Dataset entries:
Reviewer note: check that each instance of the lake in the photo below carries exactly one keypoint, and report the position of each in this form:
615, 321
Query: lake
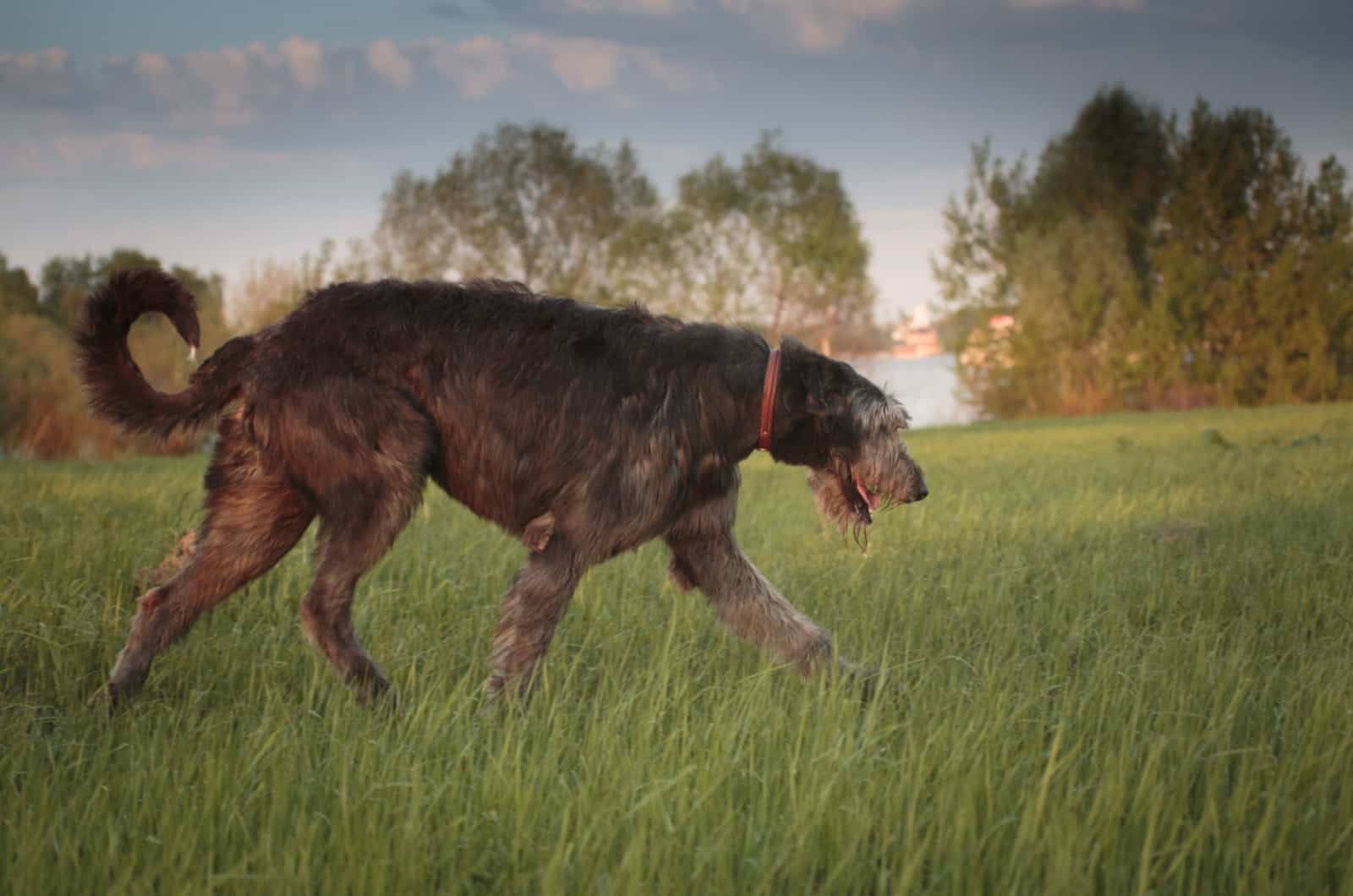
928, 386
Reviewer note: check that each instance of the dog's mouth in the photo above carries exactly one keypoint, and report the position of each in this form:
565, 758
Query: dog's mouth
863, 501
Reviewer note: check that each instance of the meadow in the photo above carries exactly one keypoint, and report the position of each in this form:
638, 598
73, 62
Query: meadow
1118, 658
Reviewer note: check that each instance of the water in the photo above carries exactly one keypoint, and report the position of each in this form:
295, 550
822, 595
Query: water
928, 386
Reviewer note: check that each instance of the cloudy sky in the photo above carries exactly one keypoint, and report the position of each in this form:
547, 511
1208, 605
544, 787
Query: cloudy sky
216, 134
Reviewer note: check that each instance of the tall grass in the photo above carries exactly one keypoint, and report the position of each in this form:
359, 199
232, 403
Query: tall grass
1118, 651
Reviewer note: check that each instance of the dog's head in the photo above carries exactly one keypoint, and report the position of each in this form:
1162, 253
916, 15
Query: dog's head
846, 430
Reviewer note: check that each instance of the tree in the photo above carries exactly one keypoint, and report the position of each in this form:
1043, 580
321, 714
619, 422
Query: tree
1145, 265
1253, 265
775, 240
18, 294
523, 203
816, 261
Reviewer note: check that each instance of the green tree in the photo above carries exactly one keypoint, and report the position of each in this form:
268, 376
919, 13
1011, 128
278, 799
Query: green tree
773, 240
816, 265
18, 294
527, 203
1145, 265
1253, 265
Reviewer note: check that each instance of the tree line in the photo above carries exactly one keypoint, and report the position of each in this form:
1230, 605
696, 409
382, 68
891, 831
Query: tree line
1142, 263
1152, 263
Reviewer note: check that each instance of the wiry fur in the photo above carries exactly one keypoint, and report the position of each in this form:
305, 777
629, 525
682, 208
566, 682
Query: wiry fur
582, 430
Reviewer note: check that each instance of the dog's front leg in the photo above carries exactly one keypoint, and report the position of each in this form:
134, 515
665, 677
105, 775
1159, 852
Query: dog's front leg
748, 603
531, 610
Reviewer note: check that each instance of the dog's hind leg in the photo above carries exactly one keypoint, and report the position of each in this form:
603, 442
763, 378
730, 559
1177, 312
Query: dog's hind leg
529, 614
254, 519
365, 494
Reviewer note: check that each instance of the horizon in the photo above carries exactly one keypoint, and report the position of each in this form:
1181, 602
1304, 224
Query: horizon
216, 139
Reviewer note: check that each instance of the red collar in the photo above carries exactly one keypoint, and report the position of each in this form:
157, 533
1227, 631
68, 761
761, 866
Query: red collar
769, 400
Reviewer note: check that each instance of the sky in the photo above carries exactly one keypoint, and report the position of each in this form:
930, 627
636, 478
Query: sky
220, 134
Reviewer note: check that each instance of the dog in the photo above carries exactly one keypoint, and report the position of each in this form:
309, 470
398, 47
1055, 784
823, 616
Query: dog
582, 430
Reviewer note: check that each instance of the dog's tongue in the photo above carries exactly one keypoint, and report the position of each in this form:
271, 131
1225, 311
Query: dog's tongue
870, 499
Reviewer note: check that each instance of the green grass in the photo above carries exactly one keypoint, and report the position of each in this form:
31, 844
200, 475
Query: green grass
1120, 655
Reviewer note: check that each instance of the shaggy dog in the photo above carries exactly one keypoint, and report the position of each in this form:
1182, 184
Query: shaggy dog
582, 430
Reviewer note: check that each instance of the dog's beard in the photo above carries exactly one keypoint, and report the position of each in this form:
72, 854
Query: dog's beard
850, 492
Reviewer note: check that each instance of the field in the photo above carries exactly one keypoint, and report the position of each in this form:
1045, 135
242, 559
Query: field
1118, 658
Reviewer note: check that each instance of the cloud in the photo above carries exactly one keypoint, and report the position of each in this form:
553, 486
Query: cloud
51, 60
593, 64
818, 26
306, 60
386, 60
1123, 6
254, 85
448, 10
37, 79
477, 65
582, 64
125, 150
640, 7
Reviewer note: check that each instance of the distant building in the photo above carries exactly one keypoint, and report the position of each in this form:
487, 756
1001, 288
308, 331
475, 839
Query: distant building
991, 344
915, 341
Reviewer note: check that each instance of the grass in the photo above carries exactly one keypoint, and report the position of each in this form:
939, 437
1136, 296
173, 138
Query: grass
1120, 655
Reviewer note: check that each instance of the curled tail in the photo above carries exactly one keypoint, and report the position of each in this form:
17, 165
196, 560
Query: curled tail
114, 383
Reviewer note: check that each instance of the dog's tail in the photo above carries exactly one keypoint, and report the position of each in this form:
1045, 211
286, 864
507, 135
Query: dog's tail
114, 383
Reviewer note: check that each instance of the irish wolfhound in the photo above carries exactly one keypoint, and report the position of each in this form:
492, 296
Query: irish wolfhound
583, 430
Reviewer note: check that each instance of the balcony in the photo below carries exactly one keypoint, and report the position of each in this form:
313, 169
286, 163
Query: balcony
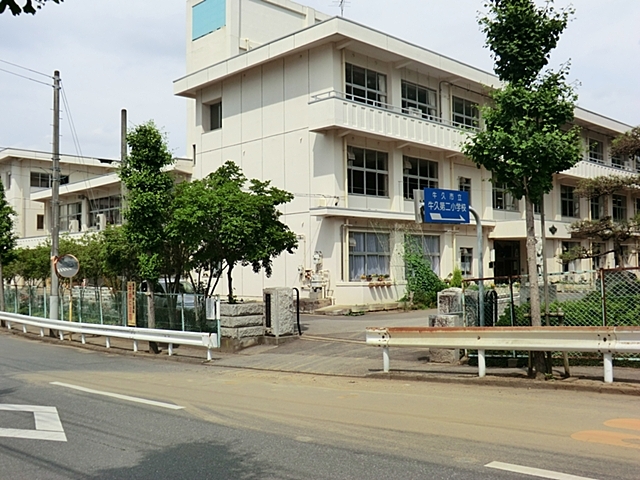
332, 110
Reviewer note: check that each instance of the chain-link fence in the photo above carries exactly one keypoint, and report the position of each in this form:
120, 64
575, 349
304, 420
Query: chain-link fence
588, 298
180, 311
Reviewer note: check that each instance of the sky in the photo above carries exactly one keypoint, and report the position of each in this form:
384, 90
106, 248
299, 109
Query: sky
115, 54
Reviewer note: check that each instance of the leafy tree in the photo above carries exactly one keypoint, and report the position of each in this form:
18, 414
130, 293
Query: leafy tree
525, 141
231, 223
26, 6
423, 284
605, 228
149, 195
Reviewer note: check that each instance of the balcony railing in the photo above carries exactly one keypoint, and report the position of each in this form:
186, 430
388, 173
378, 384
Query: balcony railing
337, 110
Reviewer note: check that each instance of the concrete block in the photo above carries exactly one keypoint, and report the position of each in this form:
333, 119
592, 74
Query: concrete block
244, 321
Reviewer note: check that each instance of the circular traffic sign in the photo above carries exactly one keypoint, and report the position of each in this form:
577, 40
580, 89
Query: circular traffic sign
67, 266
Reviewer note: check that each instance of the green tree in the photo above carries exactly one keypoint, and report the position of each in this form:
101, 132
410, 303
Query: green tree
25, 6
525, 141
149, 196
233, 224
7, 238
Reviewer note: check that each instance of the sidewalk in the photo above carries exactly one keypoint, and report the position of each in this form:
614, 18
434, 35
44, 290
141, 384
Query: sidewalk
335, 345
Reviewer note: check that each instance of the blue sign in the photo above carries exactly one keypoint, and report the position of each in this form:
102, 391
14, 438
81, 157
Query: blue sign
446, 206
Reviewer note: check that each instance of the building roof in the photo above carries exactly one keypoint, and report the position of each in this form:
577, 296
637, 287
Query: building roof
349, 34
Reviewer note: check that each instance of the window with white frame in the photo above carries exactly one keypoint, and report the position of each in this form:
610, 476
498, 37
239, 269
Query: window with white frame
503, 199
45, 180
596, 207
430, 247
573, 265
215, 115
464, 184
466, 261
366, 86
465, 113
418, 174
597, 259
419, 101
369, 254
367, 172
619, 203
596, 151
569, 203
69, 213
110, 207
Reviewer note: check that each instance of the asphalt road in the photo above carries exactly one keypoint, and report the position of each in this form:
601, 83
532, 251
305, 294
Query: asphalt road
238, 424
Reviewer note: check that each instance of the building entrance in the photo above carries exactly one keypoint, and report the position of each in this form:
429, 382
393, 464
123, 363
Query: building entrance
507, 262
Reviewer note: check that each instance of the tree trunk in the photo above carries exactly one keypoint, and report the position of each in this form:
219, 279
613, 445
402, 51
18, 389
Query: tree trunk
534, 292
151, 316
230, 284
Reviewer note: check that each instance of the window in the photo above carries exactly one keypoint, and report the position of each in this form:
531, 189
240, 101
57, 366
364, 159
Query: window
570, 205
597, 261
573, 265
419, 100
369, 254
108, 206
465, 113
596, 151
419, 174
619, 207
366, 86
215, 116
367, 172
464, 184
466, 261
619, 162
44, 180
68, 213
430, 246
596, 206
502, 199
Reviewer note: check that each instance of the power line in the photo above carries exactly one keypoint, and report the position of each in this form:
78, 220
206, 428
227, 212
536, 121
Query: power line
23, 76
25, 68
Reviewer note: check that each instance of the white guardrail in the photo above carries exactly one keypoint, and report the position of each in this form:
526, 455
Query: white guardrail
171, 337
604, 340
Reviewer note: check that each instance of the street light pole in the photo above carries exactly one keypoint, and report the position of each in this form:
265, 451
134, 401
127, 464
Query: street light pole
55, 192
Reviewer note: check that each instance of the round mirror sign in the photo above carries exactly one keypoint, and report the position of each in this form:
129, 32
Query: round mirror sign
67, 266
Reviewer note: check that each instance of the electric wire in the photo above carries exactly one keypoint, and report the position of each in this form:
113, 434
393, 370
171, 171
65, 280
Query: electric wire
25, 68
24, 76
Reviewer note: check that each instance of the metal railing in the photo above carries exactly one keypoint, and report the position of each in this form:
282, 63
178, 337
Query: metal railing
605, 340
387, 107
171, 337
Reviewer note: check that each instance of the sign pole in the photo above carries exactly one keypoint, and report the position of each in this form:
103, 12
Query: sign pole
480, 266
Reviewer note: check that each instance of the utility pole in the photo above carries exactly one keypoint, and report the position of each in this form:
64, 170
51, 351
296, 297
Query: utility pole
55, 201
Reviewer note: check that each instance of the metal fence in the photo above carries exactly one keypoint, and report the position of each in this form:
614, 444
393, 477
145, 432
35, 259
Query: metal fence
185, 312
607, 297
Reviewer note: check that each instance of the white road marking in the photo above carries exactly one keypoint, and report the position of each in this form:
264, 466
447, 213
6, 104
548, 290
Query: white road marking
48, 425
534, 472
170, 406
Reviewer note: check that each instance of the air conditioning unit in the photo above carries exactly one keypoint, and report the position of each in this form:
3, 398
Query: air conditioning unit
101, 221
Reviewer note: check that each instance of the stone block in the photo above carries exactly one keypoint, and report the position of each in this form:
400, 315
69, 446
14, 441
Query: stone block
449, 301
444, 355
241, 309
244, 321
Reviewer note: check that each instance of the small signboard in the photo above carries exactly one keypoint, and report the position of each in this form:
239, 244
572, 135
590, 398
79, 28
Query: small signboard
67, 266
131, 304
446, 206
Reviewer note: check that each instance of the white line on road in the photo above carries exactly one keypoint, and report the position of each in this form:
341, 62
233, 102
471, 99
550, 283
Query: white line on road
534, 472
170, 406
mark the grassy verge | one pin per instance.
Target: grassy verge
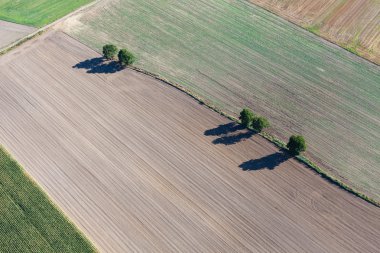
(280, 144)
(37, 13)
(29, 221)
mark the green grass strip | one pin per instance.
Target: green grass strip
(29, 221)
(37, 13)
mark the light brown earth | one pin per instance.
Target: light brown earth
(140, 166)
(10, 32)
(353, 24)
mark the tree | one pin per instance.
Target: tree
(125, 57)
(296, 144)
(246, 117)
(259, 123)
(109, 51)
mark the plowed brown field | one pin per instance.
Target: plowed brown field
(140, 166)
(353, 24)
(10, 32)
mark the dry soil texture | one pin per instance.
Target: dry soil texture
(10, 32)
(353, 24)
(140, 166)
(235, 54)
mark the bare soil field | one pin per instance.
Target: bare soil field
(140, 166)
(10, 32)
(234, 54)
(353, 24)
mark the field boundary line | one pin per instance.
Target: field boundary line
(43, 29)
(269, 137)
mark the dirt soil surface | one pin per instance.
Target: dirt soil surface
(353, 24)
(140, 166)
(10, 32)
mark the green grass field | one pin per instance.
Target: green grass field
(29, 222)
(37, 13)
(235, 54)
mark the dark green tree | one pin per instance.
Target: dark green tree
(259, 123)
(125, 57)
(246, 117)
(296, 144)
(109, 51)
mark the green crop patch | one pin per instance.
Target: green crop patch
(37, 13)
(29, 222)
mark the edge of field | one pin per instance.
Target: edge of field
(354, 52)
(43, 29)
(271, 138)
(31, 187)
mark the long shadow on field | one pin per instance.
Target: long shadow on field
(99, 66)
(227, 133)
(267, 162)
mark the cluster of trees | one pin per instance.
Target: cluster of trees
(296, 143)
(250, 120)
(125, 57)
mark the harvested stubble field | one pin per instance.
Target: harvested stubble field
(140, 166)
(10, 32)
(353, 24)
(37, 12)
(235, 55)
(29, 222)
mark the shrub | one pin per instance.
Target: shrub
(125, 57)
(246, 117)
(109, 51)
(296, 144)
(259, 123)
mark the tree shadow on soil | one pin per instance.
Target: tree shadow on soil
(227, 135)
(267, 162)
(99, 66)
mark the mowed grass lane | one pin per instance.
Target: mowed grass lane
(235, 54)
(29, 222)
(37, 12)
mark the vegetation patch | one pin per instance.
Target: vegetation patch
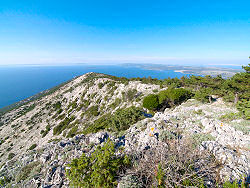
(28, 170)
(100, 169)
(122, 119)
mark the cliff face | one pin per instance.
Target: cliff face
(46, 134)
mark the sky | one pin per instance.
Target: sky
(116, 31)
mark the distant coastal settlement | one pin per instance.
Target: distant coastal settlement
(225, 72)
(34, 79)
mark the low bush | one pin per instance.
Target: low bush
(151, 102)
(26, 171)
(72, 132)
(244, 107)
(10, 156)
(93, 111)
(199, 138)
(122, 119)
(167, 98)
(173, 96)
(203, 95)
(100, 169)
(63, 125)
(33, 146)
(100, 85)
(176, 164)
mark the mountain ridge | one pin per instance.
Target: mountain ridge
(37, 132)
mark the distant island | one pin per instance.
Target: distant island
(196, 70)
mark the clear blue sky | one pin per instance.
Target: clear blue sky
(110, 31)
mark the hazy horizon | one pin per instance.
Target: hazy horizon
(101, 32)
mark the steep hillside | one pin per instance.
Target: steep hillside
(41, 137)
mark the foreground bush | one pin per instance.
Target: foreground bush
(100, 169)
(121, 120)
(167, 98)
(244, 107)
(176, 164)
(151, 102)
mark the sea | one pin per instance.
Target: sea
(20, 82)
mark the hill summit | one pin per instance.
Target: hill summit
(99, 131)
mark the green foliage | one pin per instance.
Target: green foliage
(93, 111)
(151, 102)
(130, 94)
(10, 156)
(242, 183)
(173, 96)
(57, 105)
(26, 171)
(100, 85)
(100, 169)
(199, 138)
(122, 119)
(244, 107)
(72, 132)
(160, 176)
(203, 94)
(230, 116)
(4, 181)
(33, 146)
(46, 131)
(116, 103)
(63, 125)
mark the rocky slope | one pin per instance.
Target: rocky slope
(42, 136)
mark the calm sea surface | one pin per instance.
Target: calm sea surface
(20, 82)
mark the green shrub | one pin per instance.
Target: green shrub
(100, 85)
(230, 116)
(130, 95)
(151, 102)
(199, 138)
(100, 169)
(122, 119)
(57, 105)
(28, 170)
(203, 94)
(72, 132)
(10, 156)
(244, 107)
(93, 111)
(33, 146)
(63, 125)
(173, 96)
(116, 103)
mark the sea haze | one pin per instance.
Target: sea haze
(20, 82)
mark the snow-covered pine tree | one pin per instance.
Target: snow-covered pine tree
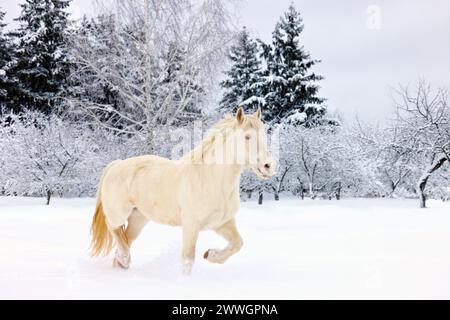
(243, 79)
(290, 87)
(6, 83)
(40, 59)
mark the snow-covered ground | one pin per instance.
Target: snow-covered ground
(353, 248)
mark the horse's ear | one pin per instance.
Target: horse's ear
(258, 113)
(240, 115)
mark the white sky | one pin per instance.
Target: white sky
(360, 63)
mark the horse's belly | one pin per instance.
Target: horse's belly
(216, 217)
(168, 216)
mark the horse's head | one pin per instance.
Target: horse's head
(251, 141)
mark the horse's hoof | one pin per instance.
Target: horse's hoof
(214, 256)
(118, 264)
(187, 267)
(122, 261)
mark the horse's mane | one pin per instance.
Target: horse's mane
(227, 124)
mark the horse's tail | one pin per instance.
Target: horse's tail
(102, 240)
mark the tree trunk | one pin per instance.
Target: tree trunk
(424, 179)
(49, 195)
(338, 191)
(260, 196)
(302, 191)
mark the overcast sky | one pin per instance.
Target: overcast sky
(366, 47)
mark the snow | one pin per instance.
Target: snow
(353, 248)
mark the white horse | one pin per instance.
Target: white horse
(198, 192)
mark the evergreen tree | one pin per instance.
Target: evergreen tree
(289, 86)
(242, 85)
(6, 83)
(41, 63)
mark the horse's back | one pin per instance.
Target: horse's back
(147, 183)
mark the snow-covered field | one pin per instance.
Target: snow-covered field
(353, 248)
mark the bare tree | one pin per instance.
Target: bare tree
(423, 116)
(155, 55)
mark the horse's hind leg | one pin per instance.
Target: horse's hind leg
(125, 237)
(231, 234)
(122, 258)
(136, 223)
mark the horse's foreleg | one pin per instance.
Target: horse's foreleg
(190, 235)
(235, 242)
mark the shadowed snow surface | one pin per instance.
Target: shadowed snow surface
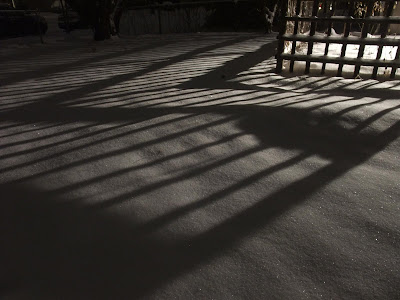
(182, 167)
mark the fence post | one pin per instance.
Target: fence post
(38, 26)
(281, 43)
(295, 31)
(312, 32)
(385, 28)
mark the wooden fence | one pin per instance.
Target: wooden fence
(362, 15)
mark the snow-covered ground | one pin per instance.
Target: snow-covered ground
(182, 167)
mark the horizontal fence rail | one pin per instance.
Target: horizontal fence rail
(359, 22)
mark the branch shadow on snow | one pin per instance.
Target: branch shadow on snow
(62, 248)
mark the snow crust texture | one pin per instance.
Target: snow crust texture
(182, 167)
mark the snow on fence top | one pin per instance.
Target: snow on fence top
(341, 35)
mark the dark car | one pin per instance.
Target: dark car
(15, 22)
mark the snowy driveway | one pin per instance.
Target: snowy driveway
(182, 167)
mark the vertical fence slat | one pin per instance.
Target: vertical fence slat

Task description: Check each line above for the string "vertical" and copy those that have it.

Answer section:
mark the vertical fence slat | one pin per instance.
Target: vertical fence slat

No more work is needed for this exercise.